## SOURCE MATERIAL
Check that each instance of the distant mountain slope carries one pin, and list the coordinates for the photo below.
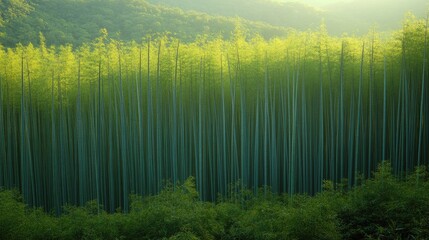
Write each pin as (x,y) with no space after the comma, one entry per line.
(350,16)
(288,14)
(79,21)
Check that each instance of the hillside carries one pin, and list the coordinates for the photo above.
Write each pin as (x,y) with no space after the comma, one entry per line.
(288,14)
(77,22)
(341,16)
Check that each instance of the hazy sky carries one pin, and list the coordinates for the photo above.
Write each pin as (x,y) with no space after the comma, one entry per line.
(316,2)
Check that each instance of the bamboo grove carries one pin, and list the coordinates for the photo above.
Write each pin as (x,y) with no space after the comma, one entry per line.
(110,119)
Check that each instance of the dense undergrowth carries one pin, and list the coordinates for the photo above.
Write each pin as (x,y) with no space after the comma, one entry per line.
(383,207)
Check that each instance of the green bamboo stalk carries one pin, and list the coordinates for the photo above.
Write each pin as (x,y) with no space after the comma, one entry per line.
(422,97)
(150,158)
(174,134)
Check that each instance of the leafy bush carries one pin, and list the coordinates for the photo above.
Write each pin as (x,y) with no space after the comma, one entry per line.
(381,208)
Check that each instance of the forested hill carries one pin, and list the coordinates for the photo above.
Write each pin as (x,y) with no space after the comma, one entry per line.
(341,16)
(79,21)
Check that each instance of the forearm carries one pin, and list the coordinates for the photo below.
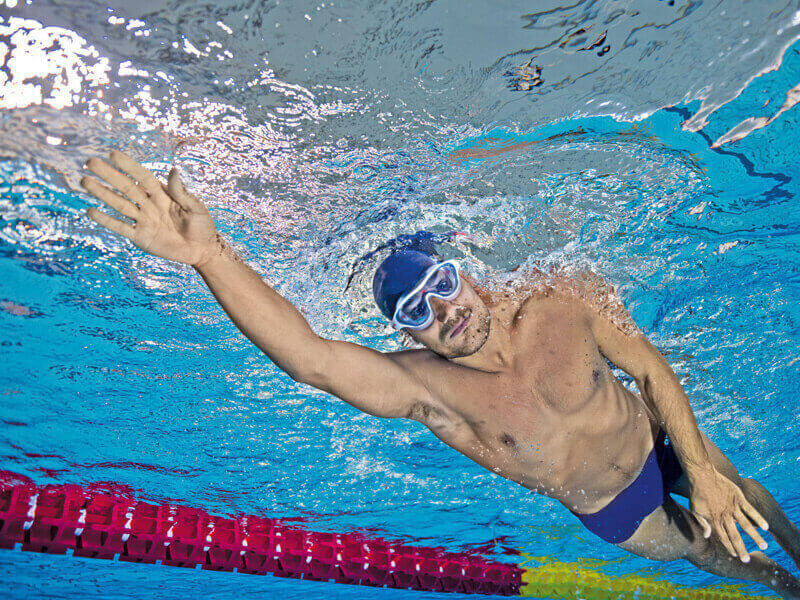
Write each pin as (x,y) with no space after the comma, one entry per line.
(264,316)
(674,412)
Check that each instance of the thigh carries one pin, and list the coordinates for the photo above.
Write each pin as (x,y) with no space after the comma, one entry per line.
(668,533)
(721,462)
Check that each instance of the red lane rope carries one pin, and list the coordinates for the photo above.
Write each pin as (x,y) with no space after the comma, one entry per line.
(57,519)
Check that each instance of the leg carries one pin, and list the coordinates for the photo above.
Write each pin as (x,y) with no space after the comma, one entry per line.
(781,528)
(670,532)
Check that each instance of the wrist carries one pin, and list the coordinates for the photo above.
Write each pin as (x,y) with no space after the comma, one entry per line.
(211,254)
(700,473)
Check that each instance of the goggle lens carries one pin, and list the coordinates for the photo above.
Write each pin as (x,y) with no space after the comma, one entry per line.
(441,282)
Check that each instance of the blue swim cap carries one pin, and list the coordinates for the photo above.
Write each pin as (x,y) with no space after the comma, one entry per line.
(396,275)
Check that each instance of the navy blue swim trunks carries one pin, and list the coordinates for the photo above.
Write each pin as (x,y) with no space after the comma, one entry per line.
(620,519)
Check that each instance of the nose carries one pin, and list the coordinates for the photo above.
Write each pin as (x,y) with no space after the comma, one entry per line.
(442,309)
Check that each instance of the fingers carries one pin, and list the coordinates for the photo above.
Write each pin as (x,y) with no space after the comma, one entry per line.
(137,172)
(177,191)
(748,528)
(754,515)
(115,225)
(115,201)
(704,524)
(722,534)
(117,180)
(736,539)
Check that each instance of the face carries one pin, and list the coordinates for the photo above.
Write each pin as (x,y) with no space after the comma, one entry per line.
(460,326)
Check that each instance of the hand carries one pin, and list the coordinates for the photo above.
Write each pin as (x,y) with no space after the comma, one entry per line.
(167,220)
(719,504)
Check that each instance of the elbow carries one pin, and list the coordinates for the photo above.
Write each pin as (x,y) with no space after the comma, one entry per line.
(312,369)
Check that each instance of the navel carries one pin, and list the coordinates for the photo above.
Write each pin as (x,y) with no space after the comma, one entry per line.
(508,441)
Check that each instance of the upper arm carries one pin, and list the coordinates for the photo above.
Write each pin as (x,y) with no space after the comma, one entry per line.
(378,383)
(622,343)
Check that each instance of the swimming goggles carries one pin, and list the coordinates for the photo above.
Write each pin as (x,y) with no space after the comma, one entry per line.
(414,307)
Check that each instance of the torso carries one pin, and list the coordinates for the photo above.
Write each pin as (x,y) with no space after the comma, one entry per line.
(556,421)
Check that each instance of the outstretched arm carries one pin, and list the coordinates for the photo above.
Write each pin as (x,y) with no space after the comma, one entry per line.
(169,222)
(718,503)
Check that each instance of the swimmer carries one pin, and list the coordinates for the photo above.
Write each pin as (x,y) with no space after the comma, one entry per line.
(518,383)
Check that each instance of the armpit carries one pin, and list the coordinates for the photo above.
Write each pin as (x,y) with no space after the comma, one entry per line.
(430,416)
(592,289)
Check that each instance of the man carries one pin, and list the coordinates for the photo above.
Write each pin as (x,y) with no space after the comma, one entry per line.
(517,383)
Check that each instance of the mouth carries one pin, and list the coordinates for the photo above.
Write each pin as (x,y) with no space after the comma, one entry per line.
(460,327)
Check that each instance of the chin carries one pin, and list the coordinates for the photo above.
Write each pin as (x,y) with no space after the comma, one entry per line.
(469,343)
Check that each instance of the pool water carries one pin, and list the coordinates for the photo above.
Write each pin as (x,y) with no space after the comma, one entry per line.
(654,142)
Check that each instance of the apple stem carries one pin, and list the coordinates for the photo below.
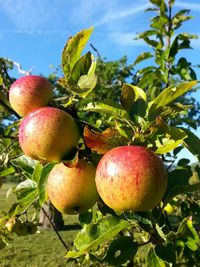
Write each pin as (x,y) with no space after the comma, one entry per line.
(55,230)
(9,109)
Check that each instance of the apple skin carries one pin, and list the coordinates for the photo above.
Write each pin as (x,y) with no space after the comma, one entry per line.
(131,178)
(48,134)
(72,189)
(28,93)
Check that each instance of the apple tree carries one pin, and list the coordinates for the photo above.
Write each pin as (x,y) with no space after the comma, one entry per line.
(147,209)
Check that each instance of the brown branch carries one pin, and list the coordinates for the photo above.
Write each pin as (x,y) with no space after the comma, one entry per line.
(54,228)
(9,109)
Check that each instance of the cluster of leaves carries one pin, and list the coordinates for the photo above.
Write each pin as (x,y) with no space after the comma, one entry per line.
(168,69)
(144,113)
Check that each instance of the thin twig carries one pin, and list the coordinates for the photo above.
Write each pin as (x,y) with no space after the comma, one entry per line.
(95,49)
(9,109)
(19,68)
(3,151)
(54,228)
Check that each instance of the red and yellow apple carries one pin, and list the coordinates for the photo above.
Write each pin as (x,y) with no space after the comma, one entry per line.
(131,178)
(48,134)
(71,189)
(28,93)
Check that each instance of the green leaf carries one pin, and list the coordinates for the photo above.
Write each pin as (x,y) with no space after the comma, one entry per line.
(192,143)
(81,67)
(172,138)
(27,184)
(25,163)
(42,182)
(166,252)
(87,84)
(107,107)
(93,235)
(167,96)
(154,260)
(187,232)
(23,204)
(73,49)
(7,171)
(85,217)
(178,183)
(25,188)
(120,251)
(143,56)
(37,172)
(138,217)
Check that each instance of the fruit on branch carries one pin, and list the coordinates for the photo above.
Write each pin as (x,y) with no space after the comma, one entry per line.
(28,93)
(15,225)
(2,243)
(131,178)
(48,134)
(71,188)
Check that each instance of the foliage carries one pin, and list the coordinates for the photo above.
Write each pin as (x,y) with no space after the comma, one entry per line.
(150,110)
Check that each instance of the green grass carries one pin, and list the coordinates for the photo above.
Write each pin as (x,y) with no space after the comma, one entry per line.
(38,250)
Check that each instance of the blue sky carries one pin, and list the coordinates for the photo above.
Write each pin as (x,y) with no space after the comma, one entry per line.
(34,32)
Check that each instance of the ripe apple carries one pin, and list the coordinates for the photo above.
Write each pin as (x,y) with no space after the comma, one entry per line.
(28,93)
(48,134)
(131,178)
(71,189)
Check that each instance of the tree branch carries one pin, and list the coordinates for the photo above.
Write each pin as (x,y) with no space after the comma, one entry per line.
(54,228)
(9,109)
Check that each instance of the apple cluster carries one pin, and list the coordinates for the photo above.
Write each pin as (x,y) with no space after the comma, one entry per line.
(127,178)
(49,134)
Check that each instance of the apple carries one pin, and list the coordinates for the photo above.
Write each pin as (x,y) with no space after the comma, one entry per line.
(71,189)
(28,93)
(131,178)
(48,134)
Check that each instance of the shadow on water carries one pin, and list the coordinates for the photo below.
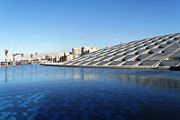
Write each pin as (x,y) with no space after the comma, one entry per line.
(59,93)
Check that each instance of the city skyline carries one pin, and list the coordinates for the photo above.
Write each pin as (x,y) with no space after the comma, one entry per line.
(56,26)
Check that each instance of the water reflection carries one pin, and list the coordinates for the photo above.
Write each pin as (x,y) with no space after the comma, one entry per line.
(162,79)
(41,92)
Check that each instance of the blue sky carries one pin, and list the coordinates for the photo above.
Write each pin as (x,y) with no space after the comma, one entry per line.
(57,25)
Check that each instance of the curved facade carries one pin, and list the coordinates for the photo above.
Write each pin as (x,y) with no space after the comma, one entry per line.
(156,52)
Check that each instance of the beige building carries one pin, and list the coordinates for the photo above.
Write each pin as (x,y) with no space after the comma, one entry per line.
(76,52)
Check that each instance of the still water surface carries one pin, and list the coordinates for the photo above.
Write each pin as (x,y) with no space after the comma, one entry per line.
(34,92)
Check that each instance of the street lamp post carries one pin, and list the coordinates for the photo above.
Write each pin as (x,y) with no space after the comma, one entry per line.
(6,57)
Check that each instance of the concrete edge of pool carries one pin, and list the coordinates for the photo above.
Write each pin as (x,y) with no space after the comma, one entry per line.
(113,66)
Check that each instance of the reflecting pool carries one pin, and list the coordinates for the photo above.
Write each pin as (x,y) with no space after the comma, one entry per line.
(34,92)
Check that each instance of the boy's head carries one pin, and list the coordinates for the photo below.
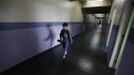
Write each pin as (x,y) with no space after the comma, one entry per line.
(65,25)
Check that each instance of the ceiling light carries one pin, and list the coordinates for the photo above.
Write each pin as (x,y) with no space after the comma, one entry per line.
(90,1)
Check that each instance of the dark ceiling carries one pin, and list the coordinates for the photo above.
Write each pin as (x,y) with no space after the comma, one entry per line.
(94,10)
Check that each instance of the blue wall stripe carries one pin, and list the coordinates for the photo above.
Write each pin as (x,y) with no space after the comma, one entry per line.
(22,25)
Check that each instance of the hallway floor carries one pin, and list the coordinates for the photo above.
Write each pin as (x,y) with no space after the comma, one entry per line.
(86,57)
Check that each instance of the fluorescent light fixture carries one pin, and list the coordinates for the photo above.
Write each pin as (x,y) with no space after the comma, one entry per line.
(90,1)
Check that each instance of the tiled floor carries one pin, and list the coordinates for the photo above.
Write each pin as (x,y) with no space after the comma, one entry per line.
(86,57)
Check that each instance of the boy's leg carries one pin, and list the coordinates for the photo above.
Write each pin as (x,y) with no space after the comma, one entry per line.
(65,46)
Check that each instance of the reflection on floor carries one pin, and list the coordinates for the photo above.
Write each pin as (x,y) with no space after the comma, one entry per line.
(86,57)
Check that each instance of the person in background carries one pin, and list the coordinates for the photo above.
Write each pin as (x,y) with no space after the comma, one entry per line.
(65,38)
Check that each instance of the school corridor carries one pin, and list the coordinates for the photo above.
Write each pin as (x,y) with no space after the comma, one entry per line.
(86,57)
(102,33)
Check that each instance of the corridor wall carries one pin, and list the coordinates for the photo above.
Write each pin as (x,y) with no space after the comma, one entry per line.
(30,27)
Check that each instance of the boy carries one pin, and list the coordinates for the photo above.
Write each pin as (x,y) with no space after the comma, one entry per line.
(65,38)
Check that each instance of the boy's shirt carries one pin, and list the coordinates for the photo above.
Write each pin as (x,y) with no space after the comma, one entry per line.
(65,34)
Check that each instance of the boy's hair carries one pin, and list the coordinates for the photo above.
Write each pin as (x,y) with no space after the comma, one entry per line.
(65,24)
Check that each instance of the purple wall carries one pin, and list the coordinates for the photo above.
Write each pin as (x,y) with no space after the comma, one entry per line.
(112,40)
(21,41)
(126,66)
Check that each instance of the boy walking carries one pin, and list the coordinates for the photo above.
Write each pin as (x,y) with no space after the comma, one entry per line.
(65,38)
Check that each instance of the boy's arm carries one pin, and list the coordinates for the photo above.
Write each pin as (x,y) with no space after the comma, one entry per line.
(69,37)
(61,35)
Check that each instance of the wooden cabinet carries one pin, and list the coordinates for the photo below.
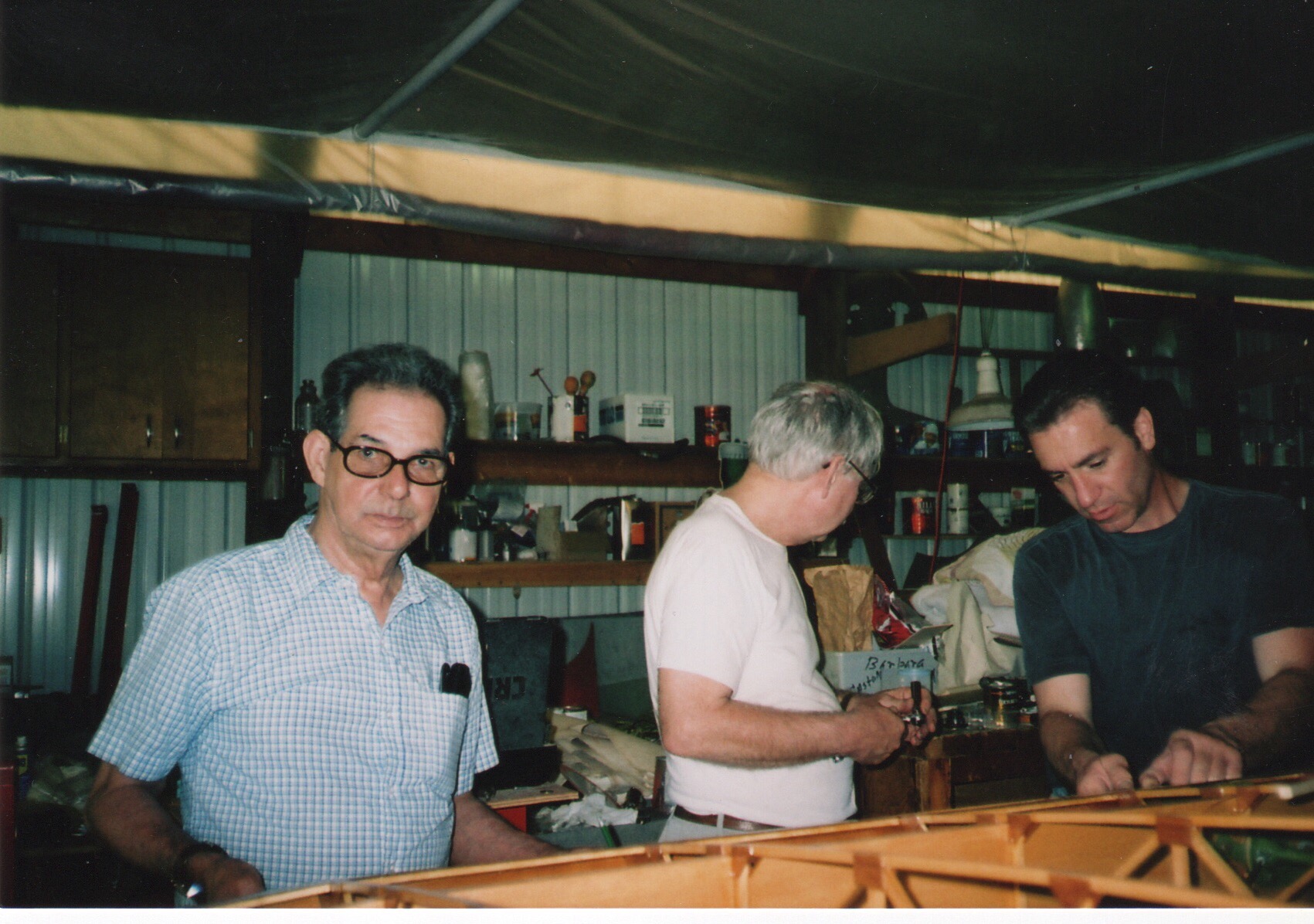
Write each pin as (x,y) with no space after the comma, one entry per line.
(29,355)
(150,356)
(620,464)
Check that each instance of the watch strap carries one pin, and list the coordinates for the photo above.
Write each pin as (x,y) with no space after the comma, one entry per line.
(180,878)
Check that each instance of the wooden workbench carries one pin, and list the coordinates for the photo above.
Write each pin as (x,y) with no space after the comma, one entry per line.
(953,769)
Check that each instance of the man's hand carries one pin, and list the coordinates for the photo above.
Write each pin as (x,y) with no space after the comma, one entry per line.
(901,702)
(1098,774)
(224,878)
(881,730)
(1192,757)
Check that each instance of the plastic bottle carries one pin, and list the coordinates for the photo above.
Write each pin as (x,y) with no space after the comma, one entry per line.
(24,772)
(477,393)
(307,405)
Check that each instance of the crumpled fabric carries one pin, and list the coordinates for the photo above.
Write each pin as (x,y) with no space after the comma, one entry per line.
(593,810)
(974,594)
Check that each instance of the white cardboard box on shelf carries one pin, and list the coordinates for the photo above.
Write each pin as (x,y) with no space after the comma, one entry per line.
(884,668)
(639,418)
(877,669)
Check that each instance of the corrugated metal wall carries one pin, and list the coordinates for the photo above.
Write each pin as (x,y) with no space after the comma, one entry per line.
(701,343)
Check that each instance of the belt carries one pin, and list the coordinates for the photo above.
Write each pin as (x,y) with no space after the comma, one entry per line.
(727,822)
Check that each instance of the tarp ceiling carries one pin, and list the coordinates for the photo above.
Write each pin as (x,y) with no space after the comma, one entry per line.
(1182,127)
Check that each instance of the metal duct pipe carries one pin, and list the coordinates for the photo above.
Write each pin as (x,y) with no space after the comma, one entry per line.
(1081,321)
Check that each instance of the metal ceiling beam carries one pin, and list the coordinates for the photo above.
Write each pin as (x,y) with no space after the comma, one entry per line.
(439,65)
(1141,187)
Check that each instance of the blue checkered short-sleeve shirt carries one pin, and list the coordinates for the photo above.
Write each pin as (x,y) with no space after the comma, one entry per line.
(313,742)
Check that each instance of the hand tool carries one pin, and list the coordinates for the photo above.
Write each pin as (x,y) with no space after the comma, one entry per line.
(916,718)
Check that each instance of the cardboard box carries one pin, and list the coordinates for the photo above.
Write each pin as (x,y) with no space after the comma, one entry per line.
(639,418)
(877,669)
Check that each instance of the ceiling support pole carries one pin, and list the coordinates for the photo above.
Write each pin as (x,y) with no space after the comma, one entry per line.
(474,33)
(1139,187)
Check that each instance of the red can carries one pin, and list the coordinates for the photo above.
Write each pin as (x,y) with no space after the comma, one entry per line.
(920,515)
(711,425)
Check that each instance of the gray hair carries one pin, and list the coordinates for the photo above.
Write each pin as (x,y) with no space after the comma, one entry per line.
(804,423)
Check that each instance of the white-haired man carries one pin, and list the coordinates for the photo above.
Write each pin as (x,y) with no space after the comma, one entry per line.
(755,736)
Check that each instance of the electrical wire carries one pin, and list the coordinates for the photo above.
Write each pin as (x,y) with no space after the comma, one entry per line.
(944,427)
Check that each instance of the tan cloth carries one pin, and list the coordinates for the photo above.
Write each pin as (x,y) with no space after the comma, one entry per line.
(974,594)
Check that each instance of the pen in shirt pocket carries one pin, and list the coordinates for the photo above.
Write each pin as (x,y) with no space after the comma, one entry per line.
(455,678)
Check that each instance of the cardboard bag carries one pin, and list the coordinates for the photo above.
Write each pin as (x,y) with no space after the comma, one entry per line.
(844,606)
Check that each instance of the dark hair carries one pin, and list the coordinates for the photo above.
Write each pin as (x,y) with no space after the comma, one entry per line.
(1079,375)
(386,365)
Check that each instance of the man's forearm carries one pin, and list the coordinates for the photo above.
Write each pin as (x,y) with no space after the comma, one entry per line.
(133,822)
(1070,743)
(481,836)
(748,735)
(1275,722)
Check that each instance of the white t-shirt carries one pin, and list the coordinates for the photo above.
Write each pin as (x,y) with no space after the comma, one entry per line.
(723,603)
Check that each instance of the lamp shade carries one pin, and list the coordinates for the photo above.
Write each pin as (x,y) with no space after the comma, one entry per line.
(990,409)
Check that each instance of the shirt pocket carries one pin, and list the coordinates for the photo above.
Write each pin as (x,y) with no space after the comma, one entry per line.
(434,730)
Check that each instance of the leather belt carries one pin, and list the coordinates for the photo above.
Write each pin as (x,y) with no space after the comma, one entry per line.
(727,822)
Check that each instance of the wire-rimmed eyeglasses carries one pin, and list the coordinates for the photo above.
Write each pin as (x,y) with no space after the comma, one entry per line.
(369,462)
(869,488)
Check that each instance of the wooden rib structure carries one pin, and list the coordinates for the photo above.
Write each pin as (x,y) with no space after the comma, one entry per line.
(1154,848)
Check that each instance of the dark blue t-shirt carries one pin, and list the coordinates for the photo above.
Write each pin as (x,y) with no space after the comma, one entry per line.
(1162,620)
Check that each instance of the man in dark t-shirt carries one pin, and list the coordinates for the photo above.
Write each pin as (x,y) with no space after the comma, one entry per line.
(1169,630)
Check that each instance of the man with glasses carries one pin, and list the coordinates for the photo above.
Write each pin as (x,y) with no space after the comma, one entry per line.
(321,695)
(755,738)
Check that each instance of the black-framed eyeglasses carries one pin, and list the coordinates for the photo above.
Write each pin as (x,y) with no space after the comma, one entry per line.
(369,462)
(869,488)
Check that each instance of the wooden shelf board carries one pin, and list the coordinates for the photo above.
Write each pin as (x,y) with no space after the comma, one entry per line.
(542,573)
(596,463)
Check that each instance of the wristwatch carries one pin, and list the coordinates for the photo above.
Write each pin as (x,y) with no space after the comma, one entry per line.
(180,880)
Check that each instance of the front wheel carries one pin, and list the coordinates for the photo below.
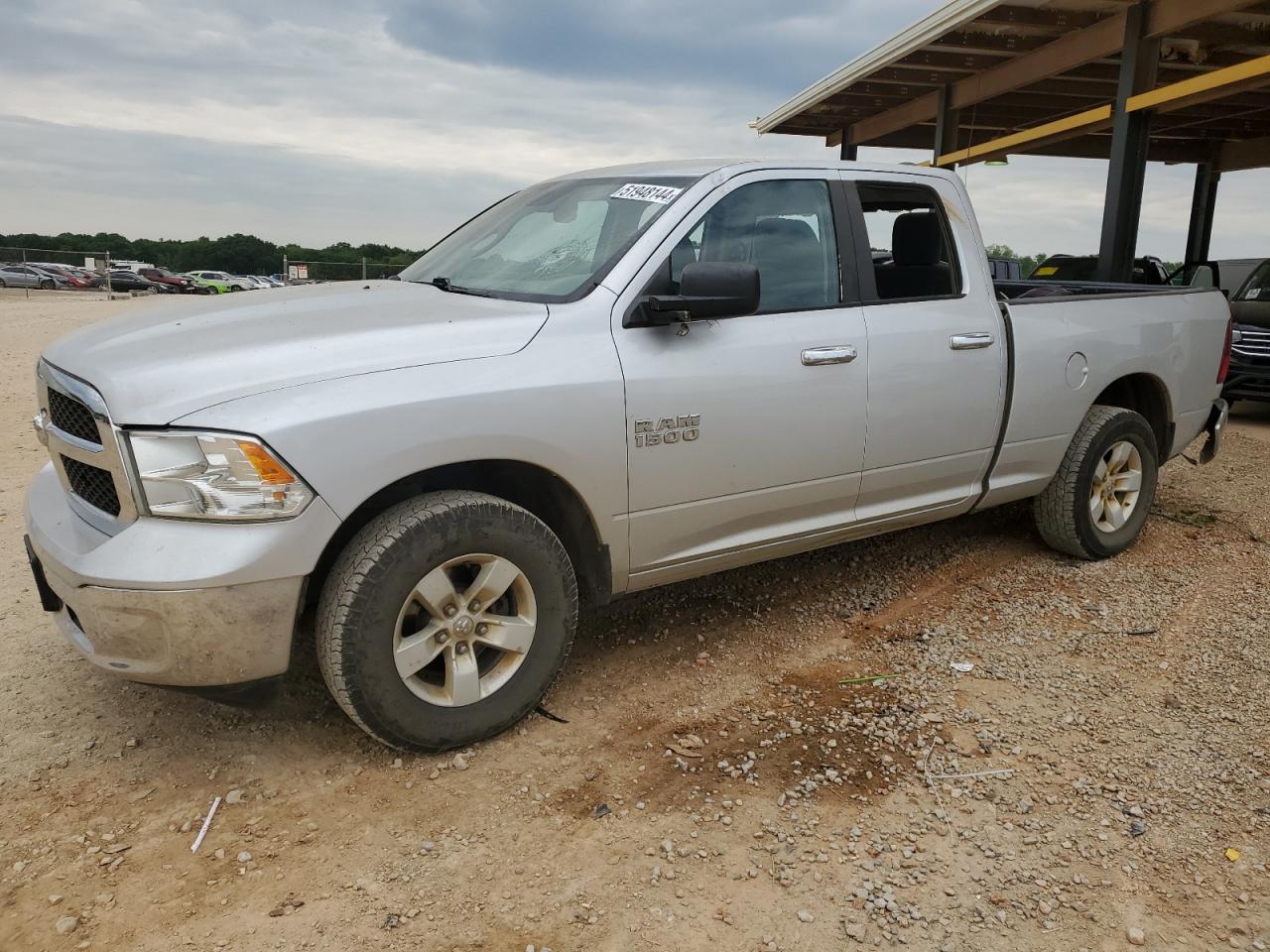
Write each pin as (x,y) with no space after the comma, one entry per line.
(445,620)
(1098,499)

## WORK REQUEST
Go back to the entries above and restate word for word every line from the first through the one that contains "Check that each instance of the bamboo", leaving the pictures behind.

## YOUR RESPONSE
Check that each instance of the distant mountain slope carries one pin, and list the coordinates for the photo below.
Write each pin as (x,y) with no space after the comma, one entry per line.
(350,16)
(288,14)
(79,21)
Check that each instance of the hillside carries one pin, and list the coordinates for the photo above.
Write each pin as (x,y) with no space after the comma, one entry per line.
(288,14)
(77,22)
(341,16)
Check that each instance of the hazy sky carries one pin, and list the coordinates for the photo above.
Write each pin as (x,y) with no space after the comma, one entry per line.
(316,2)
Check that each instance of the bamboo grove carries one pin, and list the coordinates for the photo above.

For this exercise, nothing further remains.